_Excerpted text_
"""
The teams strive for inclusion and belonging as a thread informing all of their work. The meaning of belonging can differ, and measuring this can be complex — it’s not just what we do but how the work is approached, communicated, and delivered that we also need to be mindful of.
One of the strands of work led by the Academic Enhancement team focuses on fostering belonging and compassionate pedagogies. The team design and deliver staff development work with course teams across the colleges to impact curriculum and assessment. The work is evaluated as part of the team’s Access and Participation Evaluation Plan.
There is also work happening in the team that brings together curricular and extracurricular work, helping to foster student belonging by working with underrepresented students and valuing their lived experiences. Belonging is connected to the relationships that we have, and when working in HE, we all play a role in helping to create spaces that can enhance and foster student belonging.
This has taken various forms across UAL over the years; we have targeted course team offers, and staff development opportunities. Colleges have focused learning and teaching days, college-based activities, and there are a number of student-staff initiatives too.
"""
_Assignment_
Continue the passage on fostering student belonging at UAL from the point where it stops.

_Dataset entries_
"""
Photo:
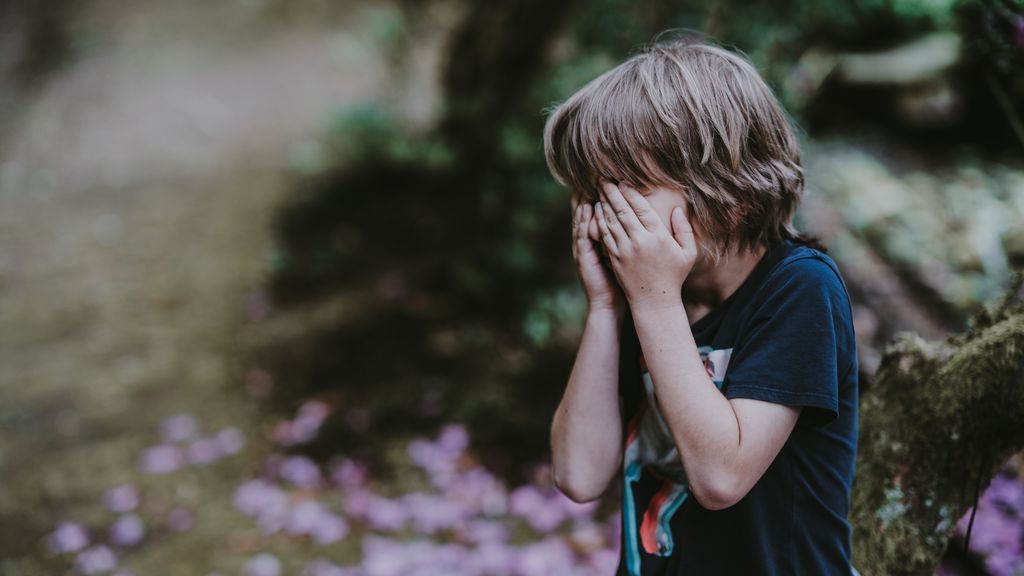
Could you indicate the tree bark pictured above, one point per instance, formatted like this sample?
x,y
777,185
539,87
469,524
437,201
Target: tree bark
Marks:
x,y
936,425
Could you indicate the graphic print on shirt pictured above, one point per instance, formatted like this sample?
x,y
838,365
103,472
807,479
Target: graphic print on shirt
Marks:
x,y
649,445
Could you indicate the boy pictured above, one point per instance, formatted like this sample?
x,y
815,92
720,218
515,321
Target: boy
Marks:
x,y
718,367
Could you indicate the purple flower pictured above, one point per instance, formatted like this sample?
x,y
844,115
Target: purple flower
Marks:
x,y
383,557
204,451
263,565
321,567
304,518
69,537
161,459
493,559
122,498
301,471
308,420
264,501
480,532
602,562
1003,563
231,441
329,530
95,561
178,428
127,531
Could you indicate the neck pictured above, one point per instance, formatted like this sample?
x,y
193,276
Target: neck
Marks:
x,y
707,287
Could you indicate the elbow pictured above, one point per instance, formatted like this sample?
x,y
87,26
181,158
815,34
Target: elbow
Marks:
x,y
576,492
718,494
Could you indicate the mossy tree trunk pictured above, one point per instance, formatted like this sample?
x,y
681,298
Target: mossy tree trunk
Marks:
x,y
936,424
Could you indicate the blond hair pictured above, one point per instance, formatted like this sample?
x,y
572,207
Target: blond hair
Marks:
x,y
690,116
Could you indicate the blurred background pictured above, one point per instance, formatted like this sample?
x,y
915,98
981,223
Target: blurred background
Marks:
x,y
286,287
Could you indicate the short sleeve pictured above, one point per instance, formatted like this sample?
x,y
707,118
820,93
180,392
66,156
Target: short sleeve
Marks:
x,y
790,352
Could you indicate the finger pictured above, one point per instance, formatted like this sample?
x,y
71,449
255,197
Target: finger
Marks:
x,y
641,208
620,209
606,236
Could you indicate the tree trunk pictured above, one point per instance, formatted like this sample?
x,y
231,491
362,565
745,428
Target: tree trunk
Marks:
x,y
936,425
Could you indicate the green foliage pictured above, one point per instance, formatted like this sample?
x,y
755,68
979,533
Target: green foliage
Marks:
x,y
371,130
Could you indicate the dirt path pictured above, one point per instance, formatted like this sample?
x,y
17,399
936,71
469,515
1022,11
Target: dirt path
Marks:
x,y
135,195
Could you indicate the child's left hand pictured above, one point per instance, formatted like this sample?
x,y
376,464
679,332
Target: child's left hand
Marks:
x,y
650,261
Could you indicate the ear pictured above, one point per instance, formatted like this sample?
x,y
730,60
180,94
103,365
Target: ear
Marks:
x,y
681,229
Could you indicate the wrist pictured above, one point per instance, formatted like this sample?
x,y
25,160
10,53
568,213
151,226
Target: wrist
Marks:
x,y
605,315
657,305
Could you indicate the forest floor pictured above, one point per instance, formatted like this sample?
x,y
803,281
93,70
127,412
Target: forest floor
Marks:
x,y
136,191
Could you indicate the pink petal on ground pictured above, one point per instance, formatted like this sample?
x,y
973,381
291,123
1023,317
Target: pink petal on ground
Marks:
x,y
304,517
127,531
356,502
266,502
122,498
384,513
231,441
96,560
526,499
263,565
329,529
383,557
69,537
178,428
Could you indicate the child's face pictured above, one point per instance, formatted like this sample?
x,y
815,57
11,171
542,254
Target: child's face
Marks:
x,y
663,200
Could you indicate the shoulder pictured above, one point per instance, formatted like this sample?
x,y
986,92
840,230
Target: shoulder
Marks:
x,y
806,272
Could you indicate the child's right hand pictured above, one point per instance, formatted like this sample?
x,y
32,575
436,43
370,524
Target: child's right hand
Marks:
x,y
603,292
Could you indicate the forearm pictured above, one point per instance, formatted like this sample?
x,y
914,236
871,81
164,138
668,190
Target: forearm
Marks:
x,y
702,421
586,432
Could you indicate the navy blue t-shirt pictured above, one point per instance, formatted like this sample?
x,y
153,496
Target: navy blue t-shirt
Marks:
x,y
786,336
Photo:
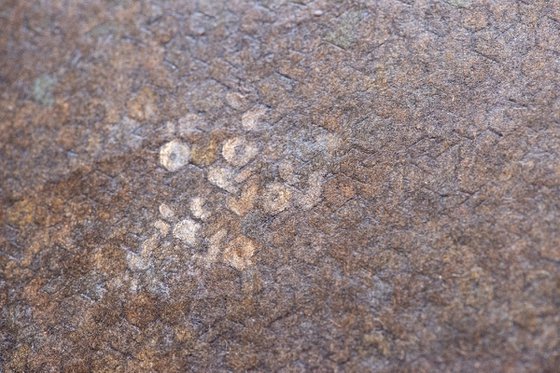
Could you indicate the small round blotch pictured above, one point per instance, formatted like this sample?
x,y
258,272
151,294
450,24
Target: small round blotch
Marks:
x,y
174,155
187,230
238,152
276,198
166,211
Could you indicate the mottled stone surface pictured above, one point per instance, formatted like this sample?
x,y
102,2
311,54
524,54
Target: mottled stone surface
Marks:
x,y
279,185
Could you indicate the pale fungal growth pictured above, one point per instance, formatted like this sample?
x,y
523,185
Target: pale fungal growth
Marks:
x,y
174,155
166,211
251,119
197,208
162,227
238,253
136,262
222,178
238,151
276,198
187,230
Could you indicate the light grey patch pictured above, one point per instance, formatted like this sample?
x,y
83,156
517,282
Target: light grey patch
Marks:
x,y
174,155
187,230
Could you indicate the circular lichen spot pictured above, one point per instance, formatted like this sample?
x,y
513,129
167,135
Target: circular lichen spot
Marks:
x,y
187,230
276,198
174,155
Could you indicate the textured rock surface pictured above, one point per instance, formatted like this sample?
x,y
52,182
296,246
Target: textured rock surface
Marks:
x,y
279,185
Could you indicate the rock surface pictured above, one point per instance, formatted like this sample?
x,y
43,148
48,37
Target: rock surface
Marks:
x,y
279,185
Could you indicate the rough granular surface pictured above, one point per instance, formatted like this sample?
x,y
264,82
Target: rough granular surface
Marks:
x,y
289,186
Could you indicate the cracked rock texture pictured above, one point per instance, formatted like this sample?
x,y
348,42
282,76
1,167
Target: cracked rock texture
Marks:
x,y
280,186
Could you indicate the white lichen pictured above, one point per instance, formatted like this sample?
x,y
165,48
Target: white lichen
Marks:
x,y
174,155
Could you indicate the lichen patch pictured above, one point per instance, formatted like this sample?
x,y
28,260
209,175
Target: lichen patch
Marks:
"""
_Exercise answer_
One of the most recent pieces of work has been the sponsoring of a university-wide awarding gaps review by our DVC Education, Professor Roni Brown, to inform recommendations to progress work in this area. I’ve helped oversee work carried out by an external review panel. The review takes an analytical look at UAL’s awarding gaps related activity, to gain a better understanding of how the range of initiatives has influenced change — what works, what can be done better, and how it connects with the data we are seeing.
Like other universities, UAL has internal support mechanisms and signposts to external support. Raising awareness and understanding of specialist support services, networks of support and key contacts for students and staff is very important, as well as understanding university policies and processes of reporting such as the universities sexual misconduct policy.
It’s also important to regularly review policies and reporting tools to consider the extent to which they are fit for purpose, to help determine changes that may be needed to continuously enhance student safety, as well as considering how related processes and structures can help to inform a culture of care and respect on campus.
Be open and proactive towards authentic collaborative ways of working, with staff across teams, students and student union colleagues.
There are so many people in HE and EDI spaces that I admire. I have had the privilege of working with friends and colleagues in ways that were unexpected to shine a spotlight on agendas such as decolonising the curriculum, which is close to my heart, and an example of this is working with Dr Bernadine Idowu and Nelly Kibirige.
Bernadine is Associate Professor of Biomedical Science at The University of West London and the founder of the BME Early Career Researcher Conference. Nelly is a Senior Management Consultant in People-Centred Change at PwC UK, but who has also worked for many years in HE too. The work that they have both done and continue to do with young people, mentoring, and empowering students and staff of colour is influential. We’ve worked on projects together, given talks together and I have such respect and admiration for them because the work they do within the EDI space isn’t approached as simply a part of their job, the values of equity and inclusivity infuse all of what they do.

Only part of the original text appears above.